Top of Excerpted records
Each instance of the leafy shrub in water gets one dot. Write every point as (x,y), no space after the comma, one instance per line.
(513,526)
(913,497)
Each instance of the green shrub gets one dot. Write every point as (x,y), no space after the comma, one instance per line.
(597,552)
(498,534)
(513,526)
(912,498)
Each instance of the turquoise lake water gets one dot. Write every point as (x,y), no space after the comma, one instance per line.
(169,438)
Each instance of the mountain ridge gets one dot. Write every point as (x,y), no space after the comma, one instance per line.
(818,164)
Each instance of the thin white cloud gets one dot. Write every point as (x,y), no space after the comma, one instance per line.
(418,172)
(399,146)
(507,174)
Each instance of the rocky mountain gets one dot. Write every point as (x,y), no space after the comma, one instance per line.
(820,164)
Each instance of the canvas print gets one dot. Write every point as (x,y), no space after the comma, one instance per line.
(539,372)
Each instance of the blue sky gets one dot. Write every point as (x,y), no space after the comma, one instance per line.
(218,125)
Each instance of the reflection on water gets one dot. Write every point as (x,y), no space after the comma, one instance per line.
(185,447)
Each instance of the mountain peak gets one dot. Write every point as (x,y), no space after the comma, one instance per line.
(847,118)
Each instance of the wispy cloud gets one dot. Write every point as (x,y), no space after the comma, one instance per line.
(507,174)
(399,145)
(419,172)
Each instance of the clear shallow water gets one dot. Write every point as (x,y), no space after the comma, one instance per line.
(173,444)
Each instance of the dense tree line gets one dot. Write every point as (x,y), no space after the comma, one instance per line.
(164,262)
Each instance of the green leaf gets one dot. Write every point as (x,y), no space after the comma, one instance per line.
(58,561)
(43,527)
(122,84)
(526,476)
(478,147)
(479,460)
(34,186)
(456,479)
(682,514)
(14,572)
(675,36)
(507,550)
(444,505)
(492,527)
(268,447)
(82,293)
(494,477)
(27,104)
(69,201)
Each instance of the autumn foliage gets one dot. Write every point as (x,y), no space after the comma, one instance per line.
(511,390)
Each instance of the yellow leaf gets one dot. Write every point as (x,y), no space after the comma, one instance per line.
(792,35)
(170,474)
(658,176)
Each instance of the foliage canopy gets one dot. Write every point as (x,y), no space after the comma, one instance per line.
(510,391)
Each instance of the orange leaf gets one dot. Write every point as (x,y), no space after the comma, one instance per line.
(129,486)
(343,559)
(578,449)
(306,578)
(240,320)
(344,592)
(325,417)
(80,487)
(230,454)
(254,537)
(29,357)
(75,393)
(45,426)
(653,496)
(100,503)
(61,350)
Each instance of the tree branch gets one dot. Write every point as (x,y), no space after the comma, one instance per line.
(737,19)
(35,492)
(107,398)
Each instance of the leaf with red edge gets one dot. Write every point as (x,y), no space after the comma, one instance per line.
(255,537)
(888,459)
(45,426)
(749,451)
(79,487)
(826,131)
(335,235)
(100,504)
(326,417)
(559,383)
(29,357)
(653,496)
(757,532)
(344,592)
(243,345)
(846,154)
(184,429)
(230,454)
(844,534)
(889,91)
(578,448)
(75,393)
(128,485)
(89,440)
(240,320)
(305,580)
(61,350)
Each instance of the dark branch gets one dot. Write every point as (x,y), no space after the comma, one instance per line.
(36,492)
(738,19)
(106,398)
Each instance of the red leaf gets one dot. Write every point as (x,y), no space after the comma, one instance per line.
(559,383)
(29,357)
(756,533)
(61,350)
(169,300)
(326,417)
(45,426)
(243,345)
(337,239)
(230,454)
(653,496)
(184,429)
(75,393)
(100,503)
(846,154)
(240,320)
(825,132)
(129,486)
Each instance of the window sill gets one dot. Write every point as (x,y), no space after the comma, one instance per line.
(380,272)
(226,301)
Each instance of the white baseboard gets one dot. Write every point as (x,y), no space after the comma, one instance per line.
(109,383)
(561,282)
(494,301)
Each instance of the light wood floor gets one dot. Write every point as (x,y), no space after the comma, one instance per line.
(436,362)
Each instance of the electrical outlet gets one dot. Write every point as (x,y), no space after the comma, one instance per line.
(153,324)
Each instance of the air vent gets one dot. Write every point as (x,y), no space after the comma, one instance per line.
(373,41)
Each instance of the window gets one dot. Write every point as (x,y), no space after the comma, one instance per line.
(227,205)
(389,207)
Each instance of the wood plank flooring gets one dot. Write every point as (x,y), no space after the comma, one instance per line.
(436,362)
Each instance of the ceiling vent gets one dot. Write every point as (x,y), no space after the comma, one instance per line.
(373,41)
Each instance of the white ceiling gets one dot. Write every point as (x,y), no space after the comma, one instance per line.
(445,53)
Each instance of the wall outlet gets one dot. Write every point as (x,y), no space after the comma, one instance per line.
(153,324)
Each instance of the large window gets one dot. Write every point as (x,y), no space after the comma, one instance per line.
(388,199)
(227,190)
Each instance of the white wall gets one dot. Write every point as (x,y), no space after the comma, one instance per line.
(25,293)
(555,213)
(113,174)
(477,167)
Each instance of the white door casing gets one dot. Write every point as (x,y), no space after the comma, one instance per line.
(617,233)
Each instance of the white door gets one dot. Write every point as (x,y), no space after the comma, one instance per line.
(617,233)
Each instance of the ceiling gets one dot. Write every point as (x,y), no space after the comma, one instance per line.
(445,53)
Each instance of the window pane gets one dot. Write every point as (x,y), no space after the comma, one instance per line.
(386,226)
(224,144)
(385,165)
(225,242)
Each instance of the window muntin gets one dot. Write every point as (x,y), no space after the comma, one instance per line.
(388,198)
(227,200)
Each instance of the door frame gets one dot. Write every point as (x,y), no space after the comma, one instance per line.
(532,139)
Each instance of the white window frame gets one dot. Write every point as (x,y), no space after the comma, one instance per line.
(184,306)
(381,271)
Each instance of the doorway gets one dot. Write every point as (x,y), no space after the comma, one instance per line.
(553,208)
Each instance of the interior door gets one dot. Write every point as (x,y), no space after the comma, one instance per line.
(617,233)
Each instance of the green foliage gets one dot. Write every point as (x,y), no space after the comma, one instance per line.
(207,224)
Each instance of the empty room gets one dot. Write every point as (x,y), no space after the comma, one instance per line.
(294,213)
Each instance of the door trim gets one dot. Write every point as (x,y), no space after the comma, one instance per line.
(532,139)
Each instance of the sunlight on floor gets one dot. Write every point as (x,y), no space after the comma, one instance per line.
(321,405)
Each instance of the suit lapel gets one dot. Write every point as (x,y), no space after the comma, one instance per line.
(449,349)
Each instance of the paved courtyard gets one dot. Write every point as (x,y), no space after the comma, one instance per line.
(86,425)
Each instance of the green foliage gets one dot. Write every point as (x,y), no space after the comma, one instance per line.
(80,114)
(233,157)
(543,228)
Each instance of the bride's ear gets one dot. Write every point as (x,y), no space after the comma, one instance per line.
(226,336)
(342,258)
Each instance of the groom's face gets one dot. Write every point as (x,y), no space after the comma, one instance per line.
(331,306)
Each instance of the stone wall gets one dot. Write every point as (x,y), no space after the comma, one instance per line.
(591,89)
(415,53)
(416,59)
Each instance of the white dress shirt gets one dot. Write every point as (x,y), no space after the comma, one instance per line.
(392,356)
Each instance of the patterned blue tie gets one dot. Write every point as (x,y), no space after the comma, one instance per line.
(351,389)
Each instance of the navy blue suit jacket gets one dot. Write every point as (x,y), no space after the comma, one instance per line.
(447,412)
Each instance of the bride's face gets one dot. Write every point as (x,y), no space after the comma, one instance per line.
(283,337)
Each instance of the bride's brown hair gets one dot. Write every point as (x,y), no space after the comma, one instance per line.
Bottom of Excerpted records
_Task prompt_
Could you retype the entire listing exactly?

_Exercise output_
Each instance of the leafy shrub in water gets one dot. Write every point as (x,y), no space after the comma, one instance per line.
(513,526)
(913,497)
Each instance of the green shrub gets one dot. Write every point as (x,y), no space after the comma, one instance per line.
(597,552)
(498,534)
(513,526)
(912,498)
Each instance of the turquoise lake water gets one dot. Write every point as (x,y), no space after the comma, one instance per line.
(169,438)
Each instance of the mountain ridge gets one dot. Write every point as (x,y), no space after the comma, one instance per line.
(818,164)
Each instance of the thin white cloud gets one dot. Write every point as (x,y), no space after the comma, one instance per line.
(418,172)
(399,146)
(507,174)
Each instance of the rocky mountain gets one dot. Write every point as (x,y), no space after the comma, one instance per line.
(820,164)
Each instance of the canvas print gets one dot. Write every point as (x,y), no space after the comma, one instance per line.
(539,372)
Each instance of the blue sky gets one dot. Write every point as (x,y), no space after the comma, one instance per line.
(218,125)
Each instance of the reflection on water gets one dot. Write every point as (x,y), no space after the comma, one instance per line.
(185,447)
Each instance of the mountain peak gets one dot. Write every point as (x,y), no space after the comma, one instance per line.
(847,118)
Each instance of the wispy cloud gets one dot. Write every point as (x,y), no space after the comma, one instance per line.
(507,174)
(399,145)
(419,172)
Each instance of the clear shallow water gets one dot. Write every point as (x,y), no space after the comma, one instance per line.
(173,444)
Each instance of the dense tree line gets one dot. Write every point as (x,y), no space after the comma, one instance per line.
(164,262)
Each instance of the green leaf gets one dot. Write every point as (x,y), no space after the comma, one instance per line.
(58,561)
(43,527)
(122,84)
(526,476)
(478,147)
(479,460)
(34,186)
(456,479)
(682,514)
(14,572)
(675,36)
(507,550)
(444,505)
(492,527)
(268,447)
(82,293)
(494,477)
(27,104)
(69,201)
Each instance of the autumn foliage gets one dot. Write every point as (x,y), no space after the comma, one instance per line.
(511,390)
Each instance of the yellow leaf gets one dot. Write every point as (x,y), no space after the comma, one instance per line.
(792,35)
(170,474)
(658,176)
Each instance of the foliage canopy gets one dot. Write every point as (x,y), no space after the comma, one instance per line.
(510,391)
Each instance of the orange leaf gets one dot. Write every point as (x,y), no space after the comma, one instance per line.
(129,486)
(343,559)
(578,449)
(306,578)
(240,320)
(344,592)
(325,417)
(80,487)
(230,454)
(254,537)
(29,357)
(75,393)
(45,426)
(653,496)
(100,503)
(61,350)
Each instance of the tree branch gets one dot. Write every point as (x,y), no space after the comma, one instance per line.
(737,19)
(35,492)
(107,398)
Each instance of the leaf with red edge gets one dot. Write every point as (x,y), no space after the comma, one instance per line.
(255,537)
(888,459)
(45,426)
(749,451)
(79,487)
(826,131)
(335,235)
(100,504)
(326,417)
(559,383)
(29,357)
(653,496)
(757,532)
(344,592)
(243,345)
(846,154)
(184,429)
(230,454)
(844,534)
(889,91)
(578,448)
(75,393)
(128,485)
(89,440)
(240,320)
(305,580)
(61,350)
Each instance of the dark branch gets one dot. Write every point as (x,y), no space after the comma, one instance per line.
(36,492)
(738,19)
(106,398)
Each instance of the red leaf gets one dot. Write every point as (x,y), no space after the comma, one instance per line.
(559,383)
(29,357)
(756,533)
(61,350)
(169,300)
(326,417)
(45,426)
(243,345)
(337,239)
(230,454)
(653,496)
(184,429)
(75,393)
(100,503)
(846,154)
(240,320)
(825,132)
(129,486)
Each instance of the window sill gets one dot. Write every point as (x,y), no space after the comma, one instance per line.
(380,272)
(226,301)
Each instance of the white baseboard gets one dot. Write every point as (x,y), no space after the comma, one instance per line.
(109,383)
(561,282)
(494,301)
Each instance of the light wood floor gets one dot. Write every point as (x,y), no space after the comma, one instance per line.
(436,362)
Each instance of the electrical outlet gets one dot. Write every point as (x,y), no space after the comma, one instance per line.
(153,324)
Each instance of the air vent gets one dot. Write every point as (x,y), no space after the comma, one instance per line.
(373,41)
Each instance of the window gets one dot. Write every point as (x,y), no space after the comma, one instance per line.
(227,205)
(389,207)
Each instance of the wood plank flooring gets one dot. Write every point as (x,y), no space after the comma, one instance per line.
(436,362)
Each instance of the ceiling vent gets one dot. Write every point as (x,y), no space after the comma, one instance per line.
(373,41)
Each instance of the white ceiling gets one dot. Write every point as (x,y), no space after the comma, one instance per line.
(445,53)
Each instance of the wall outlet gets one dot. Write every point as (x,y), no space after the comma, one instance per line.
(153,324)
Each instance of the large window gets one dot. Write every point as (x,y), no space after the comma, one instance per line.
(388,199)
(227,190)
Each instance of the white wall gets one dot. Write every point as (x,y), no space after the comma, one instance per line.
(25,293)
(555,213)
(113,174)
(477,167)
Each instance of the white door casing gets one dot. Write every point as (x,y), no space after the comma, one instance per line.
(617,233)
Each instance of the white door gets one dot. Write every point as (x,y), no space after the comma, one instance per line.
(617,233)
Each instance of the ceiling gets one dot. Write every point as (x,y), no space after the comma, one instance per line.
(445,53)
Each instance of the window pane gets one dot. Write every point as (x,y), no space after the comma, one instance per line.
(386,226)
(224,144)
(385,165)
(225,242)
Each instance of the window muntin gets one dot. Write every point as (x,y), no space after the comma, one instance per line.
(388,198)
(227,200)
Each instance of the door frame gets one dot. Write every point as (x,y), no space after the comma, one instance per line.
(532,139)
Each instance of the white window frame gets one dot. Write every point as (x,y), no space after the comma, one instance per line.
(184,306)
(381,271)
Each instance of the doorway gets one dot. Write every point as (x,y), no space after the comma, one instance per line.
(553,208)
Each instance of the interior door gets one dot. Write every point as (x,y), no space after the comma, one instance per line.
(617,233)
Each instance of the green foliage gets one dot. Write every point as (x,y), no space after the comma, one instance per line.
(207,224)
Each instance of the empty room gets one dot. Write every point as (x,y), no space after the comma, one instance per line.
(294,213)
Each instance of the door trim gets one dot. Write every point as (x,y), no space after the comma, one instance per line.
(532,139)
Each instance of the sunlight on floor gets one dot. Write every point as (x,y), no space after the comma, one instance per line.
(321,405)
Each instance of the suit lapel gets one dot. Write every point as (x,y), no space after the comma, one instance per line.
(449,349)
Each instance of the paved courtyard gets one dot. Write every point as (x,y), no space after the comma, one instance per line.
(86,425)
Each instance of the green foliage gets one dot. Write every point as (x,y), no space after the comma, one instance per line.
(80,114)
(233,157)
(543,228)
Each instance of the bride's ear gets one dot. Write every point as (x,y), no space after the comma, one instance per line.
(226,336)
(342,258)
Each instance of the groom's face gets one dot. Write every point as (x,y), no space after the comma, one instance per line.
(331,306)
Each instance of the stone wall gets one dot. Write every point as (x,y), no space after the comma, one instance per line.
(591,89)
(415,53)
(416,59)
Each instance of the white dress shirt gets one dot. Write every point as (x,y), no space after the comma, one instance per line.
(392,356)
Each instance of the patterned blue tie gets one dot. Write every point as (x,y), no space after the comma, one instance per line.
(351,389)
Each instance of the navy blue suit jacket gets one dot. Write every point as (x,y), no space after the comma, one instance per line.
(447,412)
Each instance of the bride's face gets one dot. Write every point as (x,y), no space after the comma, one instance per line.
(283,337)
Each instance of the bride's brown hair gets one dot. Write every point as (x,y), no space after the comma, one instance per line.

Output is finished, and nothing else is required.